Without a pause for breath, this then gets translated into "remaining in the customs union while leaving the EU", which he defines as "the worst of all worlds, far worse than where we are now".

From there, Hannan offers the fallacious argument about the low levels of trade across the border – exactly the point I addressed yesterday but which is so far above Hannan's intellectual paygrade that he has not the slightest chance of understanding it.

Incredibly, the man then even calls in aid Norway and Switzerland, notwithstanding that the Norwegians are in the EEA and Switzerland is tied to the EU with a network of over 200 agreements that amount to much the same thing.

Most laughably, Hannan lifts from the low-grade work of Lee Rotherham, to cite the East-German exception written into a Protocol in the Treaty of Rome, whereby trade between the two Germanies was regarded as internal trade.

The basis of this of course, is that West Germany never recognised the partition and continued to claim sovereignty over East Germany. One can really see that arrangement going down a bomb on the Emerald isle, where the Republic claims sovereignty over Northern Ireland and thereby treats cross-border trade as internal trade.

During the referendum campaign, the bright things at Vote Leave came up with this idea, suggesting that Owen Paterson offered it as a solution at a seminar in Belfast. I warned him against it, on the basis that he would be lucky to get out alive if he tried that on. But here we are now with Hannan – never one to throw away a thoroughly bad idea – trying it on in his column.

As regard the EU's Cyprus regime in Council Regulation (EC) No 866/2004, I am sure Article 4 would go down a treat, viz:
… goods may be introduced in the areas under the effective control of the Government of the Republic of Cyprus, on condition that they are wholly obtained in the areas not under effective control of the Government of the Republic of Cyprus or have undergone their last, substantial, economically justified processing or working in an undertaking equipped for that purpose in the areas not under the effective control of the Government of the Republic of Cyprus.
This is especially as the quantities crossing the line have to be registered with the authorities and the crossings are limited to designated crossing points. The goods have to be accompanied by a document issued by the Turkish Cypriot Chamber of Commerce and, after the crossing, the Cyprus authorities check the authenticity of the documents and whether the correspond with the consignments – which involves a physical inspection of all loads.

Entertainingly, "the movement of live animals and animal products across the line shall be prohibited", now with the exception of fresh fish and honey.

[Image point grounding data]
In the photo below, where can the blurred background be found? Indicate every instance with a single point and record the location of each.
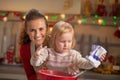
(94, 21)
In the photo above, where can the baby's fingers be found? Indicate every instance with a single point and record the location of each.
(102, 57)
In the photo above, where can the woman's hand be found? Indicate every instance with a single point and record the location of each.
(103, 56)
(73, 69)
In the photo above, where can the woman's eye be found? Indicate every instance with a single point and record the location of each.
(41, 29)
(32, 30)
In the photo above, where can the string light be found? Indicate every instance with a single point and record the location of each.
(5, 19)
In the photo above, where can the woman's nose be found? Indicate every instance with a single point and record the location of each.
(37, 33)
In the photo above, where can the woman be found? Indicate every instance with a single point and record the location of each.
(32, 36)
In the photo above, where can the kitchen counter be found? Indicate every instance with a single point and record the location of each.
(16, 72)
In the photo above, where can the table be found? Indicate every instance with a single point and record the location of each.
(12, 72)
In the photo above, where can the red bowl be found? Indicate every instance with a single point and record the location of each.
(54, 75)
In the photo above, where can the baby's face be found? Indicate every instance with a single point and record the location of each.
(64, 42)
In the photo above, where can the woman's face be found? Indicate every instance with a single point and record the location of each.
(36, 30)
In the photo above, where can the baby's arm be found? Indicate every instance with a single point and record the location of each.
(39, 56)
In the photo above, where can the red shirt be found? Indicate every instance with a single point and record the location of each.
(25, 54)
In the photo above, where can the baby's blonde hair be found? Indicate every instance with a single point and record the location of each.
(58, 29)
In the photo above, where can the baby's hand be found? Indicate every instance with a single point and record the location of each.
(39, 51)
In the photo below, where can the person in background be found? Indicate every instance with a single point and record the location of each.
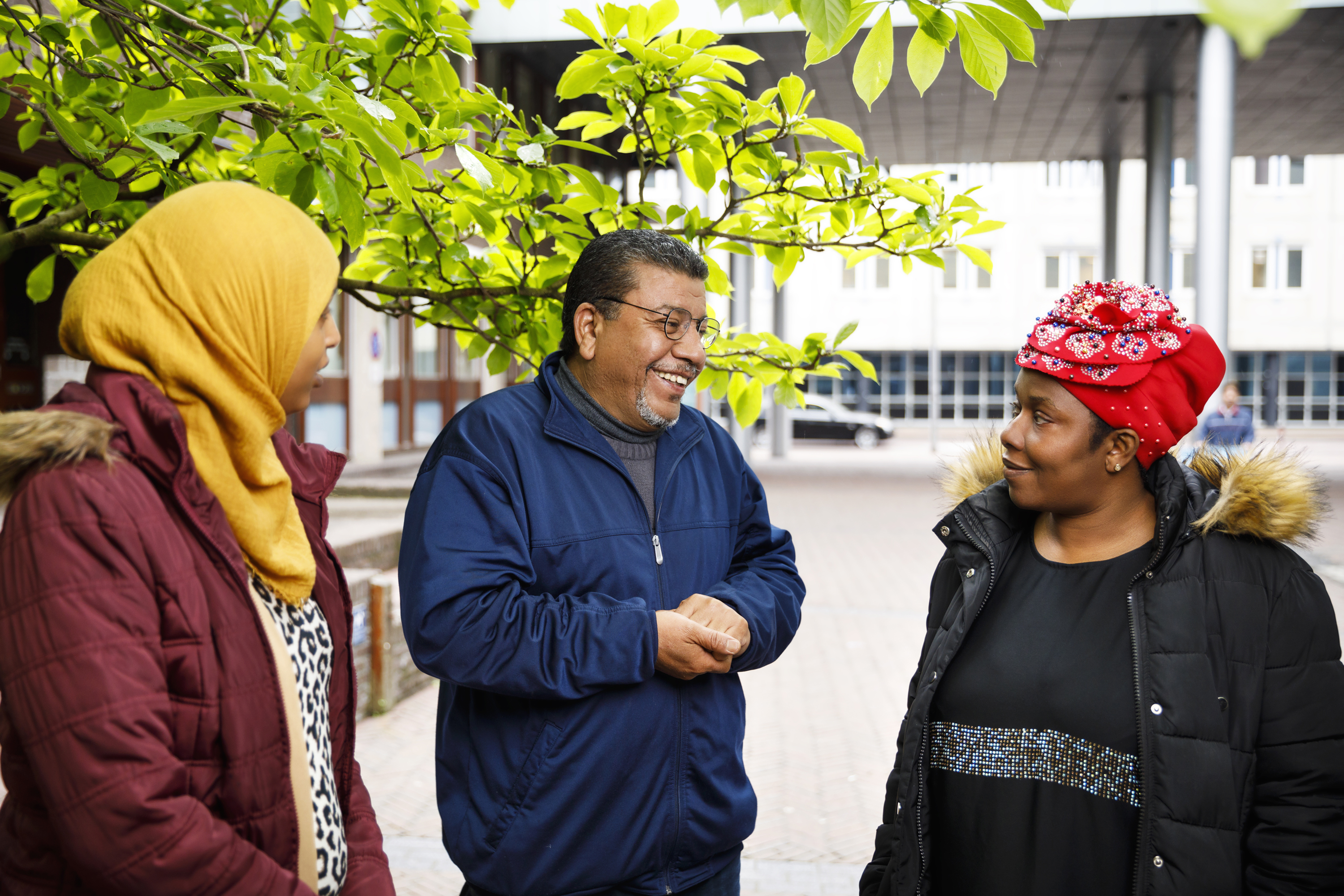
(586, 567)
(1229, 425)
(1129, 684)
(178, 710)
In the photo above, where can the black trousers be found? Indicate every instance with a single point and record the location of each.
(726, 883)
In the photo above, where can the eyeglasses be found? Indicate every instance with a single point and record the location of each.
(678, 322)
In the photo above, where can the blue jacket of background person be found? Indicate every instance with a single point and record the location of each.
(1229, 431)
(530, 583)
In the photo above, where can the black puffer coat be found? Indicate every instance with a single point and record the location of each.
(1233, 636)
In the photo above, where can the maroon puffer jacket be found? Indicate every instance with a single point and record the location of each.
(143, 738)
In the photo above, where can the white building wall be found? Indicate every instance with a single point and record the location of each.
(1065, 221)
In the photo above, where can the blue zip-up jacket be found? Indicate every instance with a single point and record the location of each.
(530, 581)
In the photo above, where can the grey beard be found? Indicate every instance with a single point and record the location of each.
(650, 416)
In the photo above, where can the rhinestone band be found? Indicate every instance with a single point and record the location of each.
(1041, 755)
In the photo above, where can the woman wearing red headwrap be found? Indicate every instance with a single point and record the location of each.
(1129, 684)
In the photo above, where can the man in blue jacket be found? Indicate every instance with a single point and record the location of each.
(586, 567)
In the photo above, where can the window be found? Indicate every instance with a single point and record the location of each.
(1086, 265)
(425, 343)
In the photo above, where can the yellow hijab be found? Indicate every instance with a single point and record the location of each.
(211, 297)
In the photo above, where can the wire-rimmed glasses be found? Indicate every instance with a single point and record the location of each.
(678, 322)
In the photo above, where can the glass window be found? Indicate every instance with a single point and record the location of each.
(1262, 170)
(425, 345)
(429, 421)
(324, 424)
(1295, 269)
(1086, 268)
(392, 426)
(336, 357)
(1260, 256)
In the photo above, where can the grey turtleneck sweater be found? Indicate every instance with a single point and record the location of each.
(636, 448)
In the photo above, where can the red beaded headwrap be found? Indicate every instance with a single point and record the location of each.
(1127, 354)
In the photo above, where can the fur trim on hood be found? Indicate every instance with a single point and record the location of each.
(1265, 492)
(34, 441)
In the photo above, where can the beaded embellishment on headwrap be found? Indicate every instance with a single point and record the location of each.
(1105, 334)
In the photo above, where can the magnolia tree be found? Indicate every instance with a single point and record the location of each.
(347, 112)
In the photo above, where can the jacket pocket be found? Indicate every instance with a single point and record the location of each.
(537, 758)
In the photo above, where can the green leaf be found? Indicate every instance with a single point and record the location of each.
(1011, 31)
(826, 18)
(983, 56)
(791, 92)
(577, 19)
(978, 256)
(746, 406)
(984, 228)
(96, 193)
(839, 135)
(873, 68)
(819, 52)
(924, 60)
(163, 151)
(846, 332)
(1025, 11)
(859, 363)
(580, 119)
(1252, 22)
(41, 279)
(179, 109)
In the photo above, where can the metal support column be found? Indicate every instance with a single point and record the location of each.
(781, 428)
(740, 315)
(1217, 101)
(1111, 211)
(1158, 138)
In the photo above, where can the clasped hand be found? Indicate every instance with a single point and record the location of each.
(702, 634)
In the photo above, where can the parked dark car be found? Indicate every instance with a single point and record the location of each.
(824, 418)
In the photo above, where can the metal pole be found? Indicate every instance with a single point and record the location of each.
(1217, 103)
(781, 428)
(1111, 211)
(1159, 152)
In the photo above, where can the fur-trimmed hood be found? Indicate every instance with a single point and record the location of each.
(1261, 492)
(35, 441)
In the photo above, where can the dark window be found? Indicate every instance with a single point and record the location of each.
(1262, 170)
(1296, 170)
(1295, 268)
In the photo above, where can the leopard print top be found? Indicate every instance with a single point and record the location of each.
(310, 642)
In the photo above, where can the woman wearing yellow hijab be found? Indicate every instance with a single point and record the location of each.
(177, 684)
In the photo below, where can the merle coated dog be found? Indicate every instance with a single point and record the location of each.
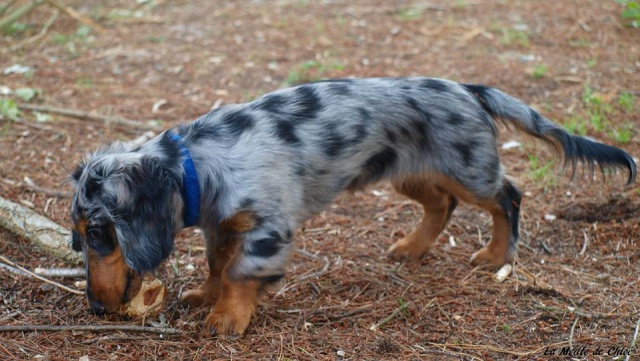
(249, 174)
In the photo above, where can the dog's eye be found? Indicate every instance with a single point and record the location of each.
(99, 239)
(95, 233)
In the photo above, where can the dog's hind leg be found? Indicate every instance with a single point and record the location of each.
(221, 244)
(438, 204)
(260, 260)
(505, 210)
(218, 255)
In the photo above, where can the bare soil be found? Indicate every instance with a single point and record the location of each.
(576, 282)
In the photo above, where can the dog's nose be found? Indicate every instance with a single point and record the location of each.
(97, 308)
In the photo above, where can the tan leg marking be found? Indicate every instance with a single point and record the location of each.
(436, 204)
(496, 252)
(218, 257)
(236, 305)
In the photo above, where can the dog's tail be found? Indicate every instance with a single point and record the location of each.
(575, 149)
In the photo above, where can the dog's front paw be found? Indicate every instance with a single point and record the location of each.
(228, 320)
(408, 250)
(494, 259)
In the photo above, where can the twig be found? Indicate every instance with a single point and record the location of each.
(76, 15)
(28, 183)
(390, 317)
(573, 327)
(14, 270)
(635, 339)
(88, 328)
(79, 114)
(60, 272)
(324, 270)
(6, 7)
(40, 35)
(24, 10)
(585, 243)
(59, 285)
(39, 230)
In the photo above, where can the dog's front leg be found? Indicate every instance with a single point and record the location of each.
(261, 259)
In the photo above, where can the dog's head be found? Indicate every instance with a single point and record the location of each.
(124, 215)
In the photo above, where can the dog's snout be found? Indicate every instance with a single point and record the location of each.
(97, 308)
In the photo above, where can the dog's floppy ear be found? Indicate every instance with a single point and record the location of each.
(144, 213)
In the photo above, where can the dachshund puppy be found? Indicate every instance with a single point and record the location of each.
(249, 174)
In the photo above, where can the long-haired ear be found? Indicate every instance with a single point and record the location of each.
(145, 218)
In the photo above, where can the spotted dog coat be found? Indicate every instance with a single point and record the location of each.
(264, 167)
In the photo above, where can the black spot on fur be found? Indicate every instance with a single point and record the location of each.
(271, 103)
(77, 172)
(435, 84)
(286, 131)
(391, 136)
(340, 88)
(100, 239)
(380, 162)
(266, 247)
(333, 143)
(455, 118)
(308, 102)
(200, 130)
(374, 168)
(466, 152)
(237, 122)
(509, 199)
(247, 203)
(479, 91)
(76, 241)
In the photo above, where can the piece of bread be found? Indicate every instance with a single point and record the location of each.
(149, 300)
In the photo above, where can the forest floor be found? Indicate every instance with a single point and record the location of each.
(577, 280)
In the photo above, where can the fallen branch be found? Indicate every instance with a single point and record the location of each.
(40, 35)
(14, 270)
(59, 285)
(79, 114)
(88, 328)
(76, 15)
(51, 237)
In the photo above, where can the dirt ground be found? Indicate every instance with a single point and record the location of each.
(576, 283)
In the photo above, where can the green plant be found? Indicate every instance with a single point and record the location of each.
(540, 70)
(310, 70)
(626, 101)
(538, 170)
(631, 12)
(9, 109)
(597, 108)
(506, 328)
(516, 35)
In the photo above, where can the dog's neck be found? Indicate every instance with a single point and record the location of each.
(190, 185)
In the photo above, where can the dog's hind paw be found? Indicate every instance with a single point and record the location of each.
(405, 250)
(223, 322)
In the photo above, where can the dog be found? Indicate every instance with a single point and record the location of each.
(248, 174)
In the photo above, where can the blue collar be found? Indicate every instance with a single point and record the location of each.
(190, 186)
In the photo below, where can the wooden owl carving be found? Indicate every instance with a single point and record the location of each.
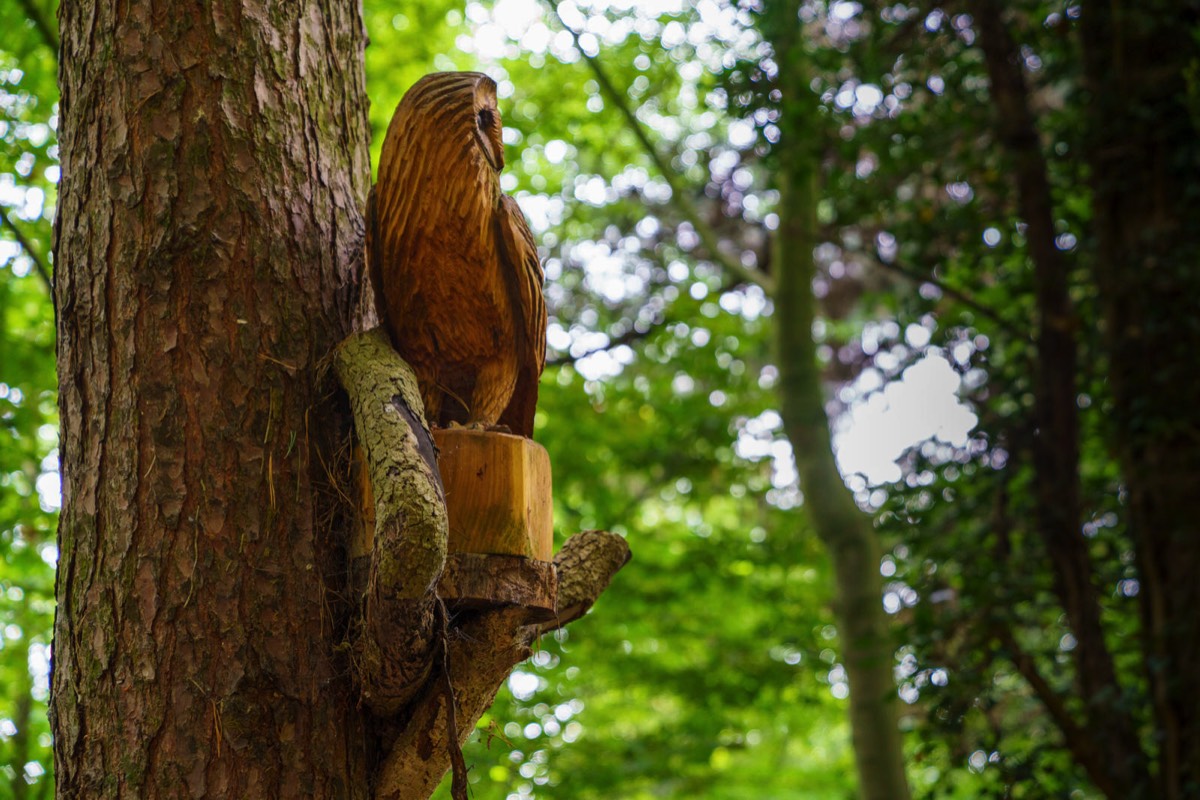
(454, 265)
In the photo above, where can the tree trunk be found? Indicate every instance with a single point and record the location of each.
(1145, 168)
(1116, 762)
(868, 649)
(214, 172)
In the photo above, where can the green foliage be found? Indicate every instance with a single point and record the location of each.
(711, 667)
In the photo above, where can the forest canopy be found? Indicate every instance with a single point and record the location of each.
(997, 204)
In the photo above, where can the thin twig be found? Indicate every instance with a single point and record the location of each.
(49, 36)
(679, 198)
(1077, 739)
(39, 262)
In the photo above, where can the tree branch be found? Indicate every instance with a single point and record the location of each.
(679, 198)
(39, 263)
(1077, 739)
(49, 36)
(395, 638)
(483, 650)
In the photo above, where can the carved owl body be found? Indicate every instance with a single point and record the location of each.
(455, 268)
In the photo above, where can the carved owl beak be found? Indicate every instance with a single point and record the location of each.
(487, 134)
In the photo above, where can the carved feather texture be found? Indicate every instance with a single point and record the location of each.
(454, 264)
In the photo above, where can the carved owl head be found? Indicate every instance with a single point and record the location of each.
(450, 118)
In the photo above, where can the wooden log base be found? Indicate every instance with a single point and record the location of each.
(498, 493)
(477, 581)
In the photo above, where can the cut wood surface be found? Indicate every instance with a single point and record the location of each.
(498, 493)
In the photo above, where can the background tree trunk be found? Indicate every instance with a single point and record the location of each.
(867, 647)
(1145, 166)
(214, 172)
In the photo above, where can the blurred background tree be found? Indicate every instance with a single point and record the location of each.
(1005, 263)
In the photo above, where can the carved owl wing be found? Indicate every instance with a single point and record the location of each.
(523, 280)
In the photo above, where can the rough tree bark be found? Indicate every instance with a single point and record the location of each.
(868, 648)
(208, 250)
(214, 168)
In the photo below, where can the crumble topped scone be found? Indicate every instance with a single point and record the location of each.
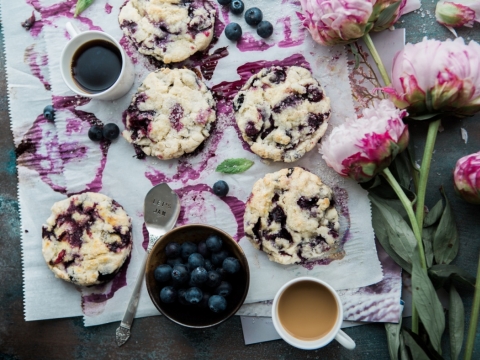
(168, 30)
(87, 239)
(290, 215)
(171, 114)
(282, 112)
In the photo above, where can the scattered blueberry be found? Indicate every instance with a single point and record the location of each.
(217, 303)
(49, 113)
(173, 250)
(163, 273)
(194, 295)
(233, 31)
(253, 16)
(220, 188)
(111, 131)
(168, 294)
(264, 29)
(237, 7)
(214, 243)
(231, 265)
(95, 133)
(218, 257)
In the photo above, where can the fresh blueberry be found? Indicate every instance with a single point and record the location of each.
(163, 273)
(111, 131)
(220, 188)
(224, 289)
(168, 295)
(264, 29)
(188, 248)
(195, 260)
(253, 16)
(173, 250)
(231, 265)
(194, 295)
(217, 303)
(237, 7)
(218, 257)
(49, 113)
(95, 133)
(214, 243)
(233, 31)
(213, 279)
(198, 276)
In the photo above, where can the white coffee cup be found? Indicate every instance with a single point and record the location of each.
(334, 333)
(78, 38)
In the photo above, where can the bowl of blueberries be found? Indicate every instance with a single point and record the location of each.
(197, 276)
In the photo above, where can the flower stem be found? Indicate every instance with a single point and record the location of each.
(373, 51)
(425, 170)
(472, 329)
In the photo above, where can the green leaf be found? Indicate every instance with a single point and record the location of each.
(234, 166)
(434, 214)
(426, 301)
(456, 323)
(445, 241)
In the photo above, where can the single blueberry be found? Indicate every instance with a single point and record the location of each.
(111, 131)
(188, 248)
(95, 133)
(237, 7)
(173, 250)
(168, 295)
(213, 279)
(231, 265)
(163, 273)
(224, 289)
(49, 113)
(195, 260)
(194, 295)
(218, 257)
(217, 303)
(253, 16)
(233, 31)
(214, 243)
(198, 276)
(264, 29)
(220, 188)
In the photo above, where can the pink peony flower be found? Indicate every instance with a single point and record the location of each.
(361, 148)
(466, 178)
(434, 77)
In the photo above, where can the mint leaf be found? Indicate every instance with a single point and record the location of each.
(234, 166)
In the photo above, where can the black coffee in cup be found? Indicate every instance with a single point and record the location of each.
(96, 66)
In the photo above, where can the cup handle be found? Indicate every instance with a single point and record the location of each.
(72, 29)
(345, 340)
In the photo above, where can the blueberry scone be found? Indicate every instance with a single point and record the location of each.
(87, 239)
(171, 114)
(282, 112)
(290, 215)
(168, 30)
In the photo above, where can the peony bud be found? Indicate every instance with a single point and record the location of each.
(360, 149)
(466, 178)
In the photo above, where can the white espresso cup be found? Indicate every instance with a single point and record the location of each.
(334, 323)
(125, 79)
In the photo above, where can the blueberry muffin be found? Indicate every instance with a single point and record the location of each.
(168, 30)
(282, 112)
(171, 114)
(87, 239)
(290, 215)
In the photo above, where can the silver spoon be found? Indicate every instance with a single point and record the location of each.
(161, 209)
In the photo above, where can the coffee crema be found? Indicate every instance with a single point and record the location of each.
(96, 65)
(307, 310)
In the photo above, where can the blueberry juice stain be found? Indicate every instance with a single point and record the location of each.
(96, 66)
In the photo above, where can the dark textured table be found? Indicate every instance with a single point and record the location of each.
(157, 337)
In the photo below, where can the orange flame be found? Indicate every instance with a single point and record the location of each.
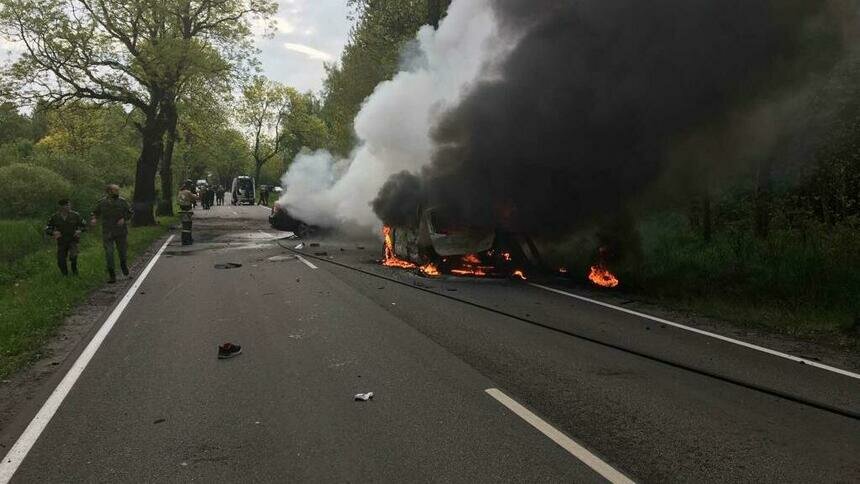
(471, 267)
(430, 269)
(390, 259)
(602, 277)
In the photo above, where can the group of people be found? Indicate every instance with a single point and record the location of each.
(66, 227)
(207, 195)
(264, 195)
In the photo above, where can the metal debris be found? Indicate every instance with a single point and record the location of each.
(229, 265)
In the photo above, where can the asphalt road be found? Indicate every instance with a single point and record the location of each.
(651, 402)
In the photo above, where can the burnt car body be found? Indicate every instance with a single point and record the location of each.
(243, 191)
(281, 219)
(460, 249)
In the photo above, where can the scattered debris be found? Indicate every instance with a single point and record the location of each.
(229, 265)
(228, 350)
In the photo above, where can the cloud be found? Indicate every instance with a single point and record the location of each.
(284, 26)
(309, 51)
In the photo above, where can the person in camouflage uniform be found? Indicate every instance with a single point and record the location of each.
(66, 226)
(115, 213)
(186, 200)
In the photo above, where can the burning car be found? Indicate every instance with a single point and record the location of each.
(437, 243)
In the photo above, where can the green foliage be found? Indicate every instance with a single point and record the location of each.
(34, 298)
(19, 238)
(30, 191)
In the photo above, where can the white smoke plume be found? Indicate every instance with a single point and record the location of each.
(394, 124)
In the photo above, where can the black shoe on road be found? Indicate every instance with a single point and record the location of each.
(228, 350)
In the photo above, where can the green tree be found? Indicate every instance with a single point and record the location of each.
(371, 56)
(263, 112)
(139, 53)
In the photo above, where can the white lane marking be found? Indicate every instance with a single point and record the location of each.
(568, 444)
(27, 439)
(704, 333)
(307, 262)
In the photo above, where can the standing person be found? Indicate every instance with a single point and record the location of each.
(115, 212)
(203, 194)
(219, 192)
(264, 195)
(211, 195)
(186, 199)
(66, 226)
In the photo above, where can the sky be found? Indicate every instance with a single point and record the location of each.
(307, 34)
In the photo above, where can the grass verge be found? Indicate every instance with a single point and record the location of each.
(804, 283)
(35, 298)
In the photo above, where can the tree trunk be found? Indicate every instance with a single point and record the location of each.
(707, 224)
(165, 205)
(762, 199)
(147, 167)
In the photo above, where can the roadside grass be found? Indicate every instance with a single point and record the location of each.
(35, 298)
(804, 283)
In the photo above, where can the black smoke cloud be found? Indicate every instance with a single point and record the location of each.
(588, 103)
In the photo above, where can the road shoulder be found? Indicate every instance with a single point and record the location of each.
(23, 392)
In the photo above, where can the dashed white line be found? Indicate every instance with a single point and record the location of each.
(702, 332)
(307, 262)
(575, 449)
(27, 439)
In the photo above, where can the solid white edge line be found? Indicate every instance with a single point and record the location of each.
(307, 262)
(25, 442)
(704, 333)
(595, 463)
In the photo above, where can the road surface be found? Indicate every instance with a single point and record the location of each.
(473, 381)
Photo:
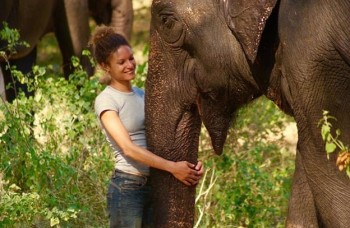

** WHAT YOU ARE ASKED TO DO **
Answer these questions from the commentary on Hannan's border column:
(a) With how many agreements is Switzerland tied to the EU?
(b) Which Council Regulation is named as setting out the EU's Cyprus regime?
(c) Which two products are exceptions to the ban on moving live animals and animal products across the line?

** YOUR RESPONSE **
(a) Over 200 agreements.
(b) Council Regulation (EC) No 866/2004.
(c) Fresh fish and honey.